*** DATA SECTION ***

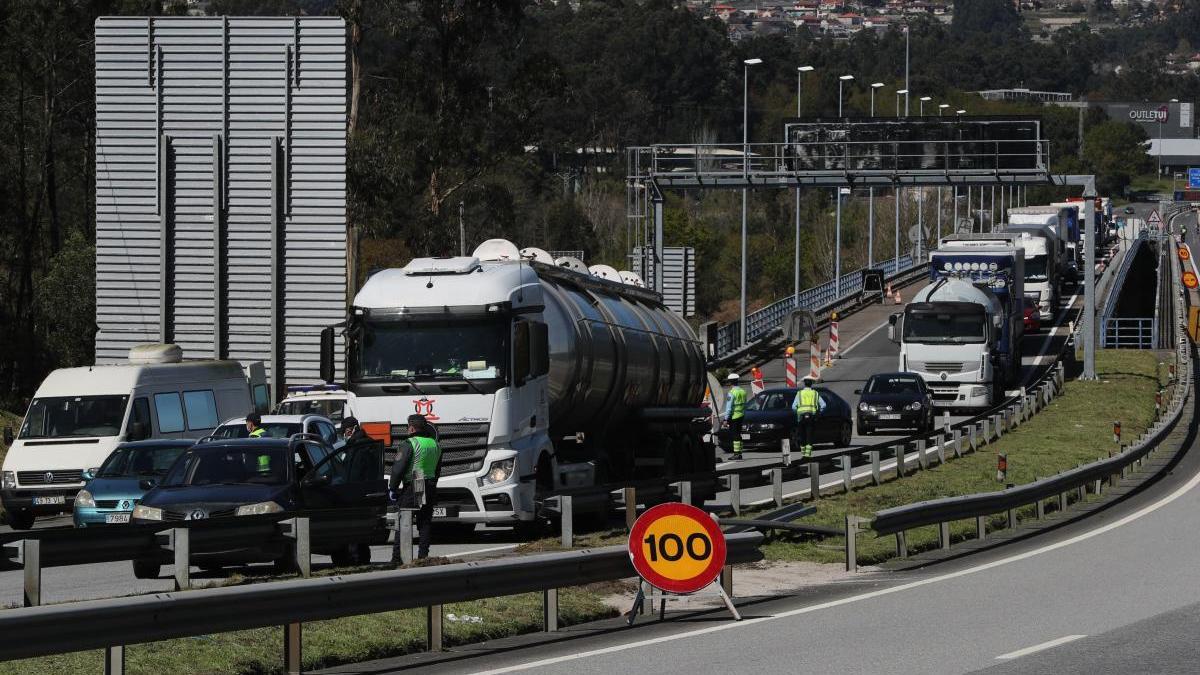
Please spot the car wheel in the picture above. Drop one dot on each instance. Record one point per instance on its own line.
(147, 569)
(21, 519)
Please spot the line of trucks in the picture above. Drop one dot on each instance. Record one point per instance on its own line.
(963, 332)
(539, 374)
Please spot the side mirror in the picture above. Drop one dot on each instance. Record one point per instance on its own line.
(327, 354)
(138, 431)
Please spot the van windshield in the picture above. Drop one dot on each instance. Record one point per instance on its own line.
(72, 417)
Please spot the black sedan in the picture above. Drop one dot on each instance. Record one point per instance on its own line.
(769, 418)
(229, 478)
(894, 400)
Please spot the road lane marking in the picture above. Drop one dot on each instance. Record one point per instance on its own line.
(748, 622)
(1043, 646)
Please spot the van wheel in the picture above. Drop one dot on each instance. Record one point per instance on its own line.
(21, 519)
(147, 569)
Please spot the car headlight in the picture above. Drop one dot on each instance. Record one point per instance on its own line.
(147, 513)
(261, 508)
(499, 472)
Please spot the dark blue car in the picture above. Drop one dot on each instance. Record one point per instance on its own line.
(234, 477)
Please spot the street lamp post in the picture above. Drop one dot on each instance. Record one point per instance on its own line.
(745, 161)
(799, 107)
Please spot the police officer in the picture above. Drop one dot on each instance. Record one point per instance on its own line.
(735, 410)
(255, 425)
(414, 478)
(808, 405)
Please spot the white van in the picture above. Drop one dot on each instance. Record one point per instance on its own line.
(79, 414)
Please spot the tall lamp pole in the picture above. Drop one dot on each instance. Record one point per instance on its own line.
(745, 161)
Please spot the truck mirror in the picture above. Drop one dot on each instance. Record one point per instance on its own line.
(327, 353)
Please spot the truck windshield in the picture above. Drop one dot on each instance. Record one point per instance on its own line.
(945, 328)
(432, 350)
(69, 417)
(1036, 268)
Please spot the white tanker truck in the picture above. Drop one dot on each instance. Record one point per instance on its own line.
(537, 374)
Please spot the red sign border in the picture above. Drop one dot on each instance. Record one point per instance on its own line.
(676, 585)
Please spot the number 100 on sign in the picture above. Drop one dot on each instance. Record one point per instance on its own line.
(677, 548)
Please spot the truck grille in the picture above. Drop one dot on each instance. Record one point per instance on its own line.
(59, 477)
(463, 446)
(943, 366)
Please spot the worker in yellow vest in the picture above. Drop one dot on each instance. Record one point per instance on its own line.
(808, 405)
(735, 411)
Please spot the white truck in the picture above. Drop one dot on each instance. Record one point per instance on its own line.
(79, 414)
(535, 376)
(963, 333)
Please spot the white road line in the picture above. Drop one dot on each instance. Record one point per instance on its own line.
(748, 622)
(1043, 646)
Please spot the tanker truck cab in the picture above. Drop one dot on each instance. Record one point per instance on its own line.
(79, 414)
(531, 371)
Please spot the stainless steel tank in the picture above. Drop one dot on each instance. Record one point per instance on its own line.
(615, 348)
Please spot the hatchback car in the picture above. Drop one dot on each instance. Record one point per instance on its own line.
(234, 477)
(125, 476)
(769, 418)
(895, 400)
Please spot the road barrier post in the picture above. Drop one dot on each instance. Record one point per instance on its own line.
(567, 520)
(297, 529)
(293, 649)
(175, 539)
(550, 610)
(630, 507)
(433, 627)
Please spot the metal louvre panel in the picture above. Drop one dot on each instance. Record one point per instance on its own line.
(252, 83)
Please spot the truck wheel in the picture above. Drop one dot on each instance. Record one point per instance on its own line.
(147, 569)
(21, 519)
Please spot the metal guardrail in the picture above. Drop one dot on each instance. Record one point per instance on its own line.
(111, 623)
(762, 321)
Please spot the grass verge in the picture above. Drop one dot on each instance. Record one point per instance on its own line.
(331, 643)
(1075, 429)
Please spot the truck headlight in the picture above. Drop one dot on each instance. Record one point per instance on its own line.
(261, 508)
(499, 472)
(147, 513)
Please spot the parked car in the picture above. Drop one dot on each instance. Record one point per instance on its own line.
(123, 479)
(235, 477)
(894, 400)
(1032, 316)
(282, 426)
(769, 418)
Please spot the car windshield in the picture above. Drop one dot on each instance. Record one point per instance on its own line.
(1036, 268)
(333, 408)
(427, 350)
(229, 465)
(142, 460)
(954, 328)
(273, 430)
(69, 417)
(893, 384)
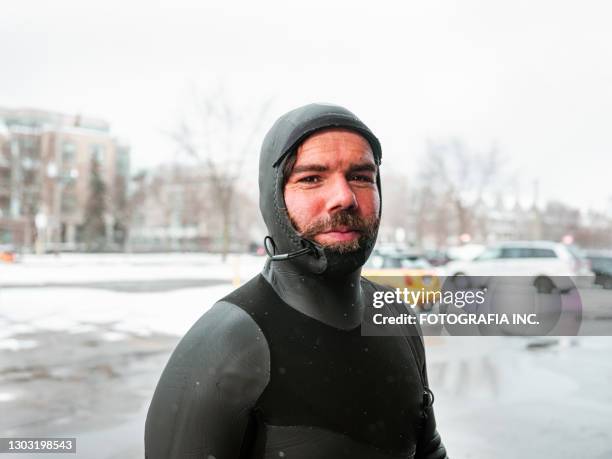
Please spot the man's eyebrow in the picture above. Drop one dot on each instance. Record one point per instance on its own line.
(364, 167)
(309, 168)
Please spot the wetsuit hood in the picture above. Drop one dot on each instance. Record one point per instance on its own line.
(281, 141)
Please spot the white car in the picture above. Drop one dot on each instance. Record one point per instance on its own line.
(549, 264)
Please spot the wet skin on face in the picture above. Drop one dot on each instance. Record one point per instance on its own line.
(334, 173)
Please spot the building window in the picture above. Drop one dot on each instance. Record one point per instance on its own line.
(98, 151)
(68, 152)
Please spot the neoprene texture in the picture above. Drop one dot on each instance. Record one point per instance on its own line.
(367, 388)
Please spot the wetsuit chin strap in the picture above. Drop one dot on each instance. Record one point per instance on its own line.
(270, 248)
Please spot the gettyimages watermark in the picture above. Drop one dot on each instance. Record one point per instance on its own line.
(488, 306)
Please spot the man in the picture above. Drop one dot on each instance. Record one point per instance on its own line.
(279, 367)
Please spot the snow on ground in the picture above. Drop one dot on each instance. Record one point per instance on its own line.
(65, 268)
(67, 305)
(74, 310)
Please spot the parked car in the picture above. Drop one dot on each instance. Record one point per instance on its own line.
(601, 264)
(403, 270)
(551, 265)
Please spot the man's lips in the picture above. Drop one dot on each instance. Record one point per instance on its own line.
(340, 234)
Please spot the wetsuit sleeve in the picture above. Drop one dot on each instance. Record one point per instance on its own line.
(203, 400)
(429, 444)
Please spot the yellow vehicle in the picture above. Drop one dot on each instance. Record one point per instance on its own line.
(404, 271)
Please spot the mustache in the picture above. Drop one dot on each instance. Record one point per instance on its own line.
(366, 226)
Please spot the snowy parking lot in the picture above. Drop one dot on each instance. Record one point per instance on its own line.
(83, 340)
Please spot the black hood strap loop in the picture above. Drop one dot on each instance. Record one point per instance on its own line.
(270, 248)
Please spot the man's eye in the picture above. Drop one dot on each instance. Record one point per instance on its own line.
(310, 179)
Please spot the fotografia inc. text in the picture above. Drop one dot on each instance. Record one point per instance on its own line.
(411, 297)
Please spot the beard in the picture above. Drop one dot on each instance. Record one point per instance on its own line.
(367, 227)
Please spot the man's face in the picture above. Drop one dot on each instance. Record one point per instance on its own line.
(331, 193)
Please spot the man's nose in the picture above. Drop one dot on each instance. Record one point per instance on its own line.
(341, 196)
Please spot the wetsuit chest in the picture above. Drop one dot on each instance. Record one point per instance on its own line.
(332, 388)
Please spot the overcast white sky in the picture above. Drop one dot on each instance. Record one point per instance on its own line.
(533, 76)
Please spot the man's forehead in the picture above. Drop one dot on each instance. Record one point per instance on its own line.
(343, 143)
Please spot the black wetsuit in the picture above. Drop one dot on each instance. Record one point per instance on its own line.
(279, 368)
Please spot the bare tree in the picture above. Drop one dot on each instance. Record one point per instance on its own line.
(462, 176)
(218, 134)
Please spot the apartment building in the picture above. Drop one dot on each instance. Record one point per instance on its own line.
(45, 173)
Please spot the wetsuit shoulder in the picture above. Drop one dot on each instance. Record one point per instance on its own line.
(202, 402)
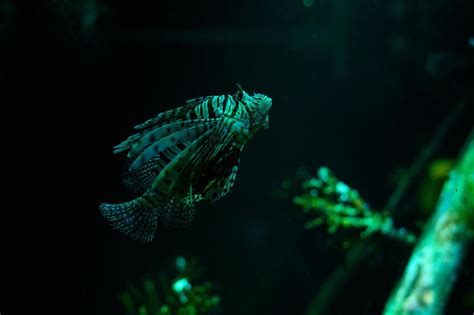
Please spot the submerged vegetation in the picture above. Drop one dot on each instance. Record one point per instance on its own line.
(180, 291)
(339, 206)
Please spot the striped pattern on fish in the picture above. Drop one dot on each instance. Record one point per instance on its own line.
(183, 156)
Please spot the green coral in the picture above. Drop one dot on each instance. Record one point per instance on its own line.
(177, 292)
(336, 204)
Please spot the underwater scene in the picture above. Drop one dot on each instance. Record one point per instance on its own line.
(253, 157)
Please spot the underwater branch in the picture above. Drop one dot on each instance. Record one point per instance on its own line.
(433, 267)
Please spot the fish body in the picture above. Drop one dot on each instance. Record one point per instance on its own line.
(184, 156)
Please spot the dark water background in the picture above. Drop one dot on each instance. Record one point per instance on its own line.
(352, 89)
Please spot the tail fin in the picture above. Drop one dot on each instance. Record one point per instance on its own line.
(134, 218)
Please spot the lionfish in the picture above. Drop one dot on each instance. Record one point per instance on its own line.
(183, 156)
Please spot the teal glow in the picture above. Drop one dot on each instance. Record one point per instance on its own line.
(181, 285)
(308, 3)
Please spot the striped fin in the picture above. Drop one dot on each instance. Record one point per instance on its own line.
(227, 168)
(157, 133)
(178, 214)
(171, 140)
(134, 218)
(172, 114)
(140, 180)
(168, 178)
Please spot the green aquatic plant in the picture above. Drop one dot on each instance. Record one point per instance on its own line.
(336, 204)
(177, 292)
(433, 267)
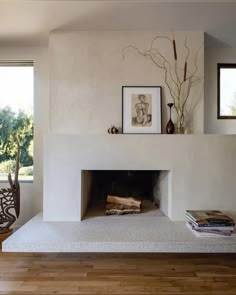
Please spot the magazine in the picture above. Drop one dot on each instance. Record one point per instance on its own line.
(209, 218)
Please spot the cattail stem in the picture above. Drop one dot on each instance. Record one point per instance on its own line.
(185, 71)
(174, 48)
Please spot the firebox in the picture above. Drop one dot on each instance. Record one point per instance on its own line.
(150, 187)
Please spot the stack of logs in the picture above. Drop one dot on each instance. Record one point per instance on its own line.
(118, 205)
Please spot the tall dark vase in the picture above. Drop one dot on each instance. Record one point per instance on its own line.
(170, 127)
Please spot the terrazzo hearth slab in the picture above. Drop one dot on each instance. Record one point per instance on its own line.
(113, 234)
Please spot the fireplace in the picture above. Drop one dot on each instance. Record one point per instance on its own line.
(148, 186)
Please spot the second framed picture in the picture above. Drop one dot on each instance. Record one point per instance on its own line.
(141, 109)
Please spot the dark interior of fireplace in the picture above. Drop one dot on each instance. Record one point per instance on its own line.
(139, 184)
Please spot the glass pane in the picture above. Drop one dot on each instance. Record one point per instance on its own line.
(16, 119)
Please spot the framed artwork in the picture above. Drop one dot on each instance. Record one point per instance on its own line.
(226, 91)
(141, 109)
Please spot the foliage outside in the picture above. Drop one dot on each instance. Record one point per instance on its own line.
(13, 127)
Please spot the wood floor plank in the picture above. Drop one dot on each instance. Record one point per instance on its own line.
(126, 274)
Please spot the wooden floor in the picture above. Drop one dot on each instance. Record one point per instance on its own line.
(117, 274)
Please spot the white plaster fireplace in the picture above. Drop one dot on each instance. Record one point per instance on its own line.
(196, 165)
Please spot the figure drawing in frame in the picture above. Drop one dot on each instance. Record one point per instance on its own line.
(141, 110)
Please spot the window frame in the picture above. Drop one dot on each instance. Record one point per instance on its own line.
(18, 63)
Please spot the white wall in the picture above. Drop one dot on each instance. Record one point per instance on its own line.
(87, 73)
(32, 193)
(202, 169)
(212, 125)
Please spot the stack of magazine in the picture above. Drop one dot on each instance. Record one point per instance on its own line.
(209, 223)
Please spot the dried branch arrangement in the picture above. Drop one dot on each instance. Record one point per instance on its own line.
(178, 77)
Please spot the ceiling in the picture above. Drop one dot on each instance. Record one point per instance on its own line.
(29, 22)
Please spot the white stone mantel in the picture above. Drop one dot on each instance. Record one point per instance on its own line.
(202, 169)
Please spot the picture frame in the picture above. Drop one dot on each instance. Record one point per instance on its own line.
(141, 109)
(226, 91)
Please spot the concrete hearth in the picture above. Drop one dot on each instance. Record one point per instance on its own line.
(133, 233)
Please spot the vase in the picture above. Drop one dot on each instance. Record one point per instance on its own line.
(170, 127)
(180, 129)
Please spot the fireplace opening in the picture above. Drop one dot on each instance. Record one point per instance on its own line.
(132, 187)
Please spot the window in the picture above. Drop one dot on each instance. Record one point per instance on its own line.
(16, 117)
(226, 91)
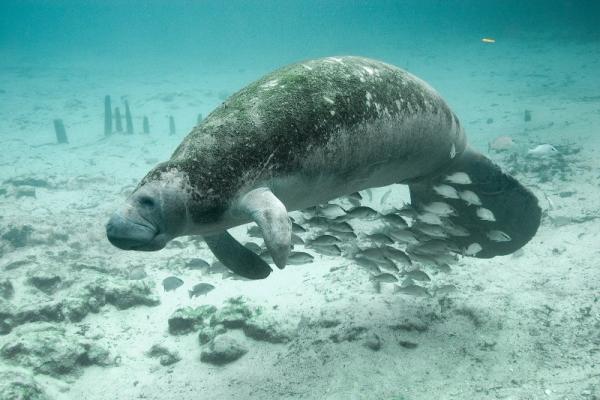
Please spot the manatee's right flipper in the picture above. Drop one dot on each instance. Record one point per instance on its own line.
(514, 207)
(236, 257)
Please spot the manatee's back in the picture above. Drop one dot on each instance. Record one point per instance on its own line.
(293, 119)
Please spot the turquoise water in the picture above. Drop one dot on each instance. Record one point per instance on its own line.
(82, 319)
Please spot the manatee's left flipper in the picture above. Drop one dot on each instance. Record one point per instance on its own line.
(236, 257)
(270, 214)
(514, 207)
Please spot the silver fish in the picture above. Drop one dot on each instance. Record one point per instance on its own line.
(341, 227)
(300, 257)
(385, 278)
(458, 178)
(446, 191)
(385, 196)
(331, 211)
(324, 240)
(369, 265)
(473, 249)
(485, 214)
(440, 208)
(387, 265)
(498, 236)
(200, 289)
(297, 239)
(361, 212)
(397, 255)
(403, 236)
(434, 231)
(255, 231)
(374, 254)
(197, 263)
(380, 238)
(453, 229)
(346, 235)
(412, 290)
(430, 218)
(417, 275)
(252, 247)
(470, 198)
(171, 283)
(329, 250)
(395, 219)
(297, 228)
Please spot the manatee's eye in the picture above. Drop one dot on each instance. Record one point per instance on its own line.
(146, 201)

***

The lines to reproduce run from the one that contains "Please spot the silver" through the last line above; copy them exactly.

* [TASK RESULT]:
Please spot the silver fish in the picture above. Drop one dot on each instance. Record one point per instance on its own line.
(341, 227)
(300, 257)
(385, 278)
(458, 178)
(446, 191)
(385, 196)
(331, 211)
(324, 240)
(369, 265)
(473, 249)
(485, 214)
(440, 208)
(387, 265)
(498, 236)
(200, 289)
(297, 239)
(361, 212)
(397, 255)
(403, 236)
(434, 231)
(255, 231)
(374, 254)
(197, 263)
(380, 238)
(453, 229)
(346, 235)
(412, 290)
(430, 218)
(417, 275)
(252, 247)
(470, 198)
(171, 283)
(329, 250)
(395, 219)
(297, 228)
Please spot the manatee's eye in the picture above. Drop one dot on each instance. Record one point per instance on its own line.
(146, 201)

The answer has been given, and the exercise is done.